**The request:** Print the data word for word, from its first line up to and including the line that contains "point(243, 120)".
☆ ☆ ☆ ☆ ☆ ☆ ☆
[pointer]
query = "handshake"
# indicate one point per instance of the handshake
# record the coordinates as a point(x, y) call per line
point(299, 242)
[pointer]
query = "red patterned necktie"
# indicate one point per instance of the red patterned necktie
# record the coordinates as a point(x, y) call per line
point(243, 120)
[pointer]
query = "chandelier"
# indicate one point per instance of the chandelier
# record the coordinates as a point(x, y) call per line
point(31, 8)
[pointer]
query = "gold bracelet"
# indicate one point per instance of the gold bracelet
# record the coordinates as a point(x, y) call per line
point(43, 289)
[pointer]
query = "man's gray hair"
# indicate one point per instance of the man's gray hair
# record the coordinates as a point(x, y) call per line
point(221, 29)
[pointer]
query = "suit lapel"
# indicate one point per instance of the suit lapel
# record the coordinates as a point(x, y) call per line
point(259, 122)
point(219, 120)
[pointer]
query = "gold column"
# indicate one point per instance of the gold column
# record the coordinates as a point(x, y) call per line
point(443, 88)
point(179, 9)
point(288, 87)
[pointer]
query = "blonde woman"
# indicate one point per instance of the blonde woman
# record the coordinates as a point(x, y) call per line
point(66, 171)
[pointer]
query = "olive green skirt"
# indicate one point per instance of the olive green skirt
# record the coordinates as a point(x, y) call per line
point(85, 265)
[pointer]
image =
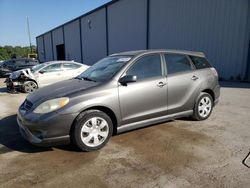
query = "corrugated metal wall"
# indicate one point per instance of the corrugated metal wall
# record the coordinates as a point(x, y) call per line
point(220, 28)
point(48, 47)
point(40, 48)
point(72, 41)
point(217, 27)
point(127, 25)
point(93, 28)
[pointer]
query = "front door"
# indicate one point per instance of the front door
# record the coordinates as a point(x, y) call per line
point(182, 82)
point(147, 97)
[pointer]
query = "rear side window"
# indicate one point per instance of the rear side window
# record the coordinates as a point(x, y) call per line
point(146, 67)
point(200, 62)
point(70, 66)
point(52, 68)
point(177, 63)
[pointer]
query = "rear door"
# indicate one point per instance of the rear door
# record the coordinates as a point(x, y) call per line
point(182, 81)
point(71, 70)
point(50, 74)
point(147, 97)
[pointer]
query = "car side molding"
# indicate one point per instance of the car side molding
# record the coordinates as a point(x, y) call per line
point(144, 123)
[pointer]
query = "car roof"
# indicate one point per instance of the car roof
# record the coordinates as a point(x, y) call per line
point(54, 62)
point(16, 59)
point(143, 52)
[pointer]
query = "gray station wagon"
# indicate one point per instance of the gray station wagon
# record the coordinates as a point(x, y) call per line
point(121, 92)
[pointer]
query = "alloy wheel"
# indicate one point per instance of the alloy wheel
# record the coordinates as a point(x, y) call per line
point(94, 131)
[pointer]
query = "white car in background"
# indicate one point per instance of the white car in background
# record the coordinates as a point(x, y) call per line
point(28, 80)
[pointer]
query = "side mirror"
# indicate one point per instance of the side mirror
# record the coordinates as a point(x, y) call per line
point(42, 71)
point(127, 79)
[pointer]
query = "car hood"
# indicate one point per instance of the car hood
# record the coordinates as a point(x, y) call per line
point(60, 89)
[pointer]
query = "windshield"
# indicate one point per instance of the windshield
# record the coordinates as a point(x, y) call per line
point(104, 69)
point(37, 67)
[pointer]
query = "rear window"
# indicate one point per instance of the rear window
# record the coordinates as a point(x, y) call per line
point(200, 62)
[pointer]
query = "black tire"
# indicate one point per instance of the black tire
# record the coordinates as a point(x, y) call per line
point(80, 121)
point(197, 114)
point(29, 86)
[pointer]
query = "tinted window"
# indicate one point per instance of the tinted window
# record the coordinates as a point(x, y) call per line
point(146, 67)
point(199, 62)
point(52, 68)
point(106, 68)
point(19, 63)
point(70, 66)
point(177, 63)
point(9, 64)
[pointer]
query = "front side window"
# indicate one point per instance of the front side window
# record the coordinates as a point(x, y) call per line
point(200, 62)
point(37, 67)
point(177, 63)
point(105, 69)
point(52, 68)
point(20, 63)
point(70, 66)
point(146, 67)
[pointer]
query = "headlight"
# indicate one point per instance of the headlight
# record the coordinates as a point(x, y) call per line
point(51, 105)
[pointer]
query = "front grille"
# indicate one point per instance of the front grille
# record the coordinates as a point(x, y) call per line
point(27, 105)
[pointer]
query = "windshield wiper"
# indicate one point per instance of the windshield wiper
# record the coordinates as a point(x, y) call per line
point(78, 78)
point(85, 78)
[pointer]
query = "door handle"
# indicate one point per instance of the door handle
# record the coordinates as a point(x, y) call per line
point(194, 78)
point(161, 84)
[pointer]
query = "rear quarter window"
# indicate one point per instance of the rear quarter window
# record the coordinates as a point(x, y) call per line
point(200, 62)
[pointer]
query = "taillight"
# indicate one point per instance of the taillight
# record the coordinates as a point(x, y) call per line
point(214, 71)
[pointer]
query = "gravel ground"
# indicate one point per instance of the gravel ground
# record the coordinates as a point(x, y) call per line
point(181, 153)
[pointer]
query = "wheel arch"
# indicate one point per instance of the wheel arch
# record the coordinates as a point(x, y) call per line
point(104, 109)
point(210, 92)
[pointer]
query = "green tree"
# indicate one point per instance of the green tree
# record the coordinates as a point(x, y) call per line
point(7, 52)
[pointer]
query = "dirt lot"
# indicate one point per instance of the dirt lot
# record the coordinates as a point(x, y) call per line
point(181, 153)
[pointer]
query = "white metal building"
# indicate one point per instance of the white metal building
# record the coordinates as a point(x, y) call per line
point(219, 28)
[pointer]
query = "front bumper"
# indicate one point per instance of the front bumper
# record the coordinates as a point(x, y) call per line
point(45, 130)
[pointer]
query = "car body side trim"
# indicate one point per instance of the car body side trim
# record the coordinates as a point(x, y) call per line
point(147, 122)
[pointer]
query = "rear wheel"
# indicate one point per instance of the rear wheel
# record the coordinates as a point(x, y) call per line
point(92, 130)
point(30, 86)
point(203, 107)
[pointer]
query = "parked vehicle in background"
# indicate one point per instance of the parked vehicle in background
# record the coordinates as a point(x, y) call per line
point(12, 65)
point(28, 80)
point(121, 92)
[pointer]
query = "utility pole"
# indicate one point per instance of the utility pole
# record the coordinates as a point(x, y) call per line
point(28, 25)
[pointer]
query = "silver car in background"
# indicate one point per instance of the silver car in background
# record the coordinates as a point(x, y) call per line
point(120, 92)
point(28, 80)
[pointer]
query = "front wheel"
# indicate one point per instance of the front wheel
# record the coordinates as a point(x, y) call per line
point(203, 106)
point(92, 130)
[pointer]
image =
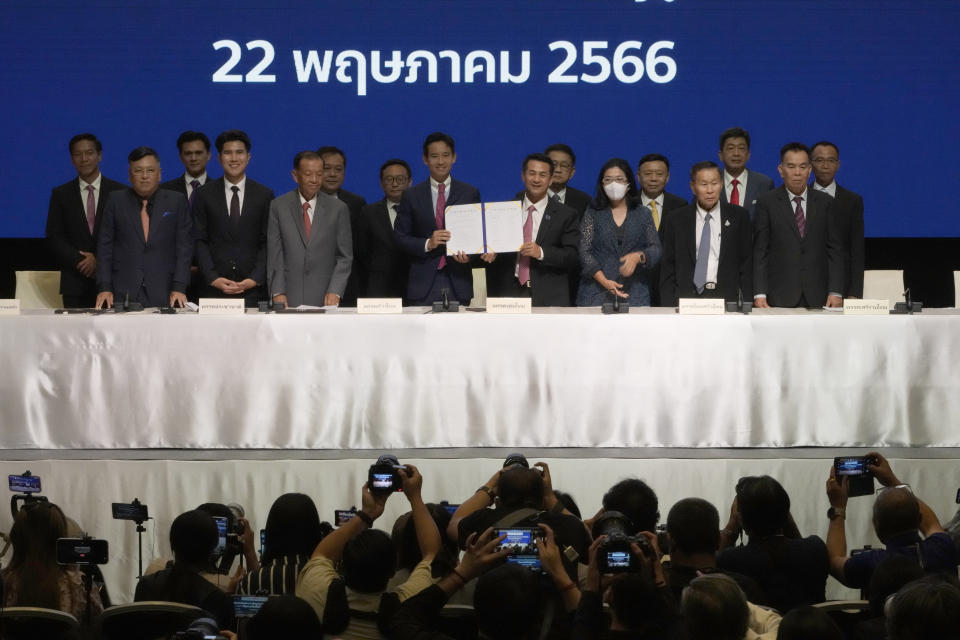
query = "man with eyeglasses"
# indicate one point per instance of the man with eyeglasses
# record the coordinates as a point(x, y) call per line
point(902, 521)
point(797, 260)
point(847, 211)
point(146, 240)
point(385, 264)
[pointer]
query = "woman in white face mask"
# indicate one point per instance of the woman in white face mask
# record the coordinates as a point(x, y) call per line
point(619, 244)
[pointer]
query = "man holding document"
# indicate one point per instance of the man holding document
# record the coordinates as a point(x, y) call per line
point(551, 234)
point(421, 232)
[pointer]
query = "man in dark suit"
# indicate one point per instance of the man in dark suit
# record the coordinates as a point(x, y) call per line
point(146, 240)
point(230, 225)
point(797, 260)
point(539, 270)
point(420, 233)
point(740, 185)
point(847, 211)
point(334, 171)
point(73, 221)
point(707, 246)
point(385, 264)
point(194, 150)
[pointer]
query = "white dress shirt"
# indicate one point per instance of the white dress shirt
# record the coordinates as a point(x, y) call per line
point(713, 260)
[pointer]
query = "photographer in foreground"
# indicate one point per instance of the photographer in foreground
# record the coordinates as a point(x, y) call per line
point(903, 522)
point(348, 602)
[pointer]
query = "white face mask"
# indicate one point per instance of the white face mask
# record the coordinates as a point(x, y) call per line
point(615, 190)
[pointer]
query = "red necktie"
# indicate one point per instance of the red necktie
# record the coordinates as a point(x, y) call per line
point(523, 271)
point(798, 214)
point(306, 220)
point(91, 208)
point(441, 206)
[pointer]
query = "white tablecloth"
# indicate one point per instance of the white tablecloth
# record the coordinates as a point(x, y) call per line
point(574, 379)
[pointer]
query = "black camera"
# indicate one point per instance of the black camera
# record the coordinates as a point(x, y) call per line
point(82, 551)
point(384, 476)
point(615, 554)
point(200, 629)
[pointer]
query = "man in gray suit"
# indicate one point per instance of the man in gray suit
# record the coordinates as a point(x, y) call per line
point(309, 245)
point(740, 185)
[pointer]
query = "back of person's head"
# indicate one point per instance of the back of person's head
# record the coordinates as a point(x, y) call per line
point(889, 577)
point(508, 603)
point(764, 505)
point(286, 617)
point(520, 487)
point(636, 500)
point(36, 528)
point(715, 608)
point(369, 561)
point(293, 527)
point(694, 526)
point(925, 609)
point(193, 537)
point(896, 510)
point(808, 623)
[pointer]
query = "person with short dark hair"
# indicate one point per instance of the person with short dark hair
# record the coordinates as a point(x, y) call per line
point(619, 245)
point(347, 602)
point(797, 261)
point(420, 232)
point(741, 186)
point(707, 245)
point(791, 570)
point(900, 518)
point(74, 220)
point(848, 212)
point(230, 226)
point(146, 242)
point(386, 265)
point(193, 537)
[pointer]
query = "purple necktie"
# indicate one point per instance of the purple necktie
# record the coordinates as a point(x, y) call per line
point(91, 208)
point(798, 214)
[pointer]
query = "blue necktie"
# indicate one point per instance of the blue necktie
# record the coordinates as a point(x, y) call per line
point(703, 255)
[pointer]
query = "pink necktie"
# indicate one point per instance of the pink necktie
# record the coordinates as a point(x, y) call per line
point(91, 208)
point(798, 214)
point(306, 220)
point(441, 206)
point(523, 271)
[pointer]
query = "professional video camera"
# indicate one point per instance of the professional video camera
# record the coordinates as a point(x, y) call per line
point(615, 555)
point(384, 476)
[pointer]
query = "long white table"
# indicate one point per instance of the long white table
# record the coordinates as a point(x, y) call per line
point(559, 378)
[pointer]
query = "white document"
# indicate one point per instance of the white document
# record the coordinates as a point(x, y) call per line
point(465, 224)
point(504, 222)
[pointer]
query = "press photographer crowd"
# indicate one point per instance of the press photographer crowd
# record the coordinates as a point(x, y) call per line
point(515, 560)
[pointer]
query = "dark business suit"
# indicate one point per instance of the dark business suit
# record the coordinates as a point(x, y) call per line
point(68, 234)
point(735, 267)
point(790, 269)
point(228, 251)
point(385, 264)
point(847, 211)
point(146, 271)
point(559, 237)
point(356, 283)
point(416, 222)
point(757, 184)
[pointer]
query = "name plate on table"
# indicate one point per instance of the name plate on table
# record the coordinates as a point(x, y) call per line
point(379, 305)
point(702, 306)
point(866, 307)
point(509, 305)
point(10, 307)
point(221, 307)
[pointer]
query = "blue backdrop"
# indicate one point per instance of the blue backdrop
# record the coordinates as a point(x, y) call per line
point(609, 77)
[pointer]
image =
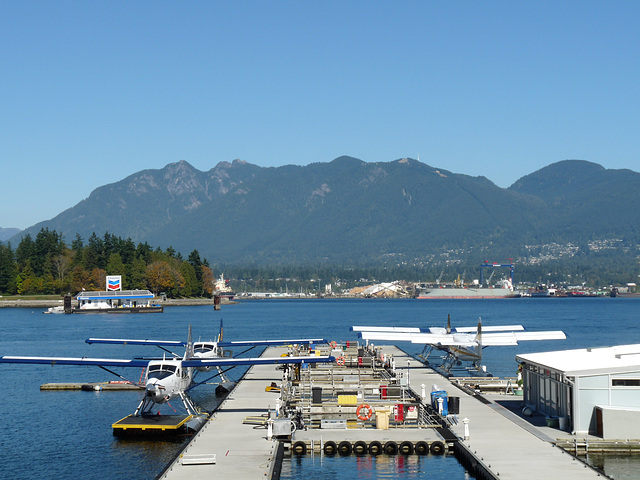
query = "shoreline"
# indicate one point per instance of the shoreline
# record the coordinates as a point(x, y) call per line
point(52, 302)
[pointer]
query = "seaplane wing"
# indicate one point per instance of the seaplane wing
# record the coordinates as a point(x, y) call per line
point(512, 338)
point(260, 343)
point(385, 329)
point(125, 341)
point(103, 362)
point(171, 343)
point(221, 362)
point(492, 328)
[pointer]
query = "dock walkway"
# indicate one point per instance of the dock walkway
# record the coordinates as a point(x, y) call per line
point(240, 451)
point(506, 445)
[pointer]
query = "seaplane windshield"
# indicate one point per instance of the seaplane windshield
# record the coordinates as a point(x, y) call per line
point(202, 347)
point(161, 371)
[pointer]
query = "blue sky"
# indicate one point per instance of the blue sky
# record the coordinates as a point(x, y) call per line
point(96, 91)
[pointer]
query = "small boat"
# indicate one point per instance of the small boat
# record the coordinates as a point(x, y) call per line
point(55, 310)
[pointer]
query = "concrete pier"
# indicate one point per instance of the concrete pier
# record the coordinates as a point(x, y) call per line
point(500, 444)
point(226, 447)
point(488, 438)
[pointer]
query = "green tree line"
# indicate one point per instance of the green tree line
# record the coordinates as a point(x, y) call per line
point(47, 265)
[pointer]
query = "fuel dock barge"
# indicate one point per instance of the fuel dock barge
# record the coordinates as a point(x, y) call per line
point(371, 401)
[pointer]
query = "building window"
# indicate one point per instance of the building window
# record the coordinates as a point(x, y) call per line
point(625, 382)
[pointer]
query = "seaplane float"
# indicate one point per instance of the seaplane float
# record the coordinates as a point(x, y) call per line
point(173, 376)
point(461, 344)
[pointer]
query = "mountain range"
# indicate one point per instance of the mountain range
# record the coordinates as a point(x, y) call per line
point(348, 211)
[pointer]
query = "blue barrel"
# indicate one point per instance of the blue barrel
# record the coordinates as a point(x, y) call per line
point(434, 401)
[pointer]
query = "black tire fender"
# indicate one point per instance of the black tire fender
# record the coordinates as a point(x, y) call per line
point(345, 448)
point(391, 448)
point(299, 448)
point(360, 447)
point(375, 448)
point(437, 448)
point(405, 448)
point(330, 448)
point(421, 448)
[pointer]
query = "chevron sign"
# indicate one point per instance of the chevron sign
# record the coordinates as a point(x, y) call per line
point(114, 282)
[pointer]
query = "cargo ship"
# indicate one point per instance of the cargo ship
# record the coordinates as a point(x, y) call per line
point(460, 291)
☆ ☆ ☆ ☆ ☆ ☆ ☆
**Result of the exercise:**
[pointer]
query = "handshake"
# indicate one point per instance of the handshake
# record the coordinates as a point(x, y) call per line
point(299, 242)
[pointer]
query = "red patterned necktie"
# indicate one point per instance of the red patterned necktie
# record the coordinates as a point(x, y) call per line
point(243, 120)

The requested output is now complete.